(Dataset rows showing where objects appear)
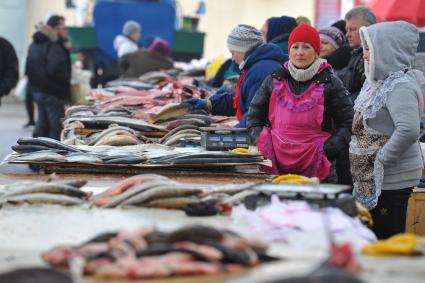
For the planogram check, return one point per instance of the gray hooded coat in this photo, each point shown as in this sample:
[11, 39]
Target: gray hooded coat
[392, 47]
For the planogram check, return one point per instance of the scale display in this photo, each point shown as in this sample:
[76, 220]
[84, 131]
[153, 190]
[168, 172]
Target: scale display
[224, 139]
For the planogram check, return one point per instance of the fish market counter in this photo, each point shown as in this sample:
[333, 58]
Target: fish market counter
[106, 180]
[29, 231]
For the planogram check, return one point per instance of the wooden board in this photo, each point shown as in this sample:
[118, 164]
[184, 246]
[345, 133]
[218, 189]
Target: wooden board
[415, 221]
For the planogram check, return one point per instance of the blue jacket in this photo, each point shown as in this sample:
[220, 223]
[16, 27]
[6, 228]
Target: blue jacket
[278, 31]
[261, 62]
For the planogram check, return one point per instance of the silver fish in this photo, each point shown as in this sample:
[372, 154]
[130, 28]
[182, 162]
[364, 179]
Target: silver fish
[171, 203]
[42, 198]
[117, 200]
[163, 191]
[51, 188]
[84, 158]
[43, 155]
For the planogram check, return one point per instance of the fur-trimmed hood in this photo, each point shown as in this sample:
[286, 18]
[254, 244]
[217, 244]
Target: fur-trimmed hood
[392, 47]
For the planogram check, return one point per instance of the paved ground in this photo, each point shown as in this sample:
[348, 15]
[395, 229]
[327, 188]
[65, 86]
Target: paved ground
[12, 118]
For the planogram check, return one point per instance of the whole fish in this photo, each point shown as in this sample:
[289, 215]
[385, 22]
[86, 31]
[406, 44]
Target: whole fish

# [Written task]
Lay out all the material above as a Markdown table with the columns Row and Line, one line per row, and skip any blank lines. Leave the pictures out.

# [Result]
| Row | Line |
|---|---|
| 1 | For the planogram check, return one point per instance of the gray hooded coat in this photo, each point shown as in this sample: |
| 2 | [11, 39] |
| 3 | Target: gray hooded coat |
| 4 | [392, 47] |
| 5 | For the planogram check, return one point per instance of the scale display in this photo, each point shown as in this sample: |
| 6 | [76, 220] |
| 7 | [84, 131] |
| 8 | [153, 190] |
| 9 | [168, 172] |
| 10 | Target: scale display |
| 11 | [224, 139] |
| 12 | For the planogram check, return one point per instance of the fish market counter in this photo, each point shown as in this sample: |
| 13 | [333, 58] |
| 14 | Target: fish market counter |
| 15 | [106, 180] |
| 16 | [29, 231] |
| 17 | For the planogram check, return one point per instance of the wooden board in this photo, each point shown as in this sample: |
| 18 | [118, 164] |
| 19 | [184, 246] |
| 20 | [345, 133] |
| 21 | [218, 189] |
| 22 | Target: wooden board |
| 23 | [415, 221] |
| 24 | For the planogram check, return one point per instance of the blue jacket in this photo, each point shown as in this sample: |
| 25 | [220, 223] |
| 26 | [16, 27] |
| 27 | [6, 228] |
| 28 | Target: blue jacket |
| 29 | [278, 31] |
| 30 | [261, 62] |
| 31 | For the planogram check, return one point per instance of the silver fish in this photo, each point shown as in this sample: |
| 32 | [372, 154] |
| 33 | [130, 28] |
| 34 | [182, 162] |
| 35 | [364, 179] |
| 36 | Target: silver fish |
| 37 | [171, 203] |
| 38 | [42, 198] |
| 39 | [117, 200] |
| 40 | [163, 191] |
| 41 | [51, 188] |
| 42 | [84, 158] |
| 43 | [43, 155] |
| 44 | For the planogram check, return one point per instance of the fur-trimmed hood in this photo, each point shown as in this sample: |
| 45 | [286, 18] |
| 46 | [254, 244] |
| 47 | [217, 244] |
| 48 | Target: fur-trimmed hood |
| 49 | [392, 47] |
| 50 | For the planogram check, return one point per instance of the paved ground in this photo, each point shown as in this sample: |
| 51 | [348, 15] |
| 52 | [395, 229] |
| 53 | [327, 188] |
| 54 | [65, 86] |
| 55 | Target: paved ground |
| 56 | [12, 118] |
| 57 | For the planogram check, return one point per instance of the whole fish in this photo, each point shown as in this sample: |
| 58 | [289, 215] |
| 59 | [385, 22] |
| 60 | [86, 31] |
| 61 | [406, 44] |
| 62 | Target: whole fish |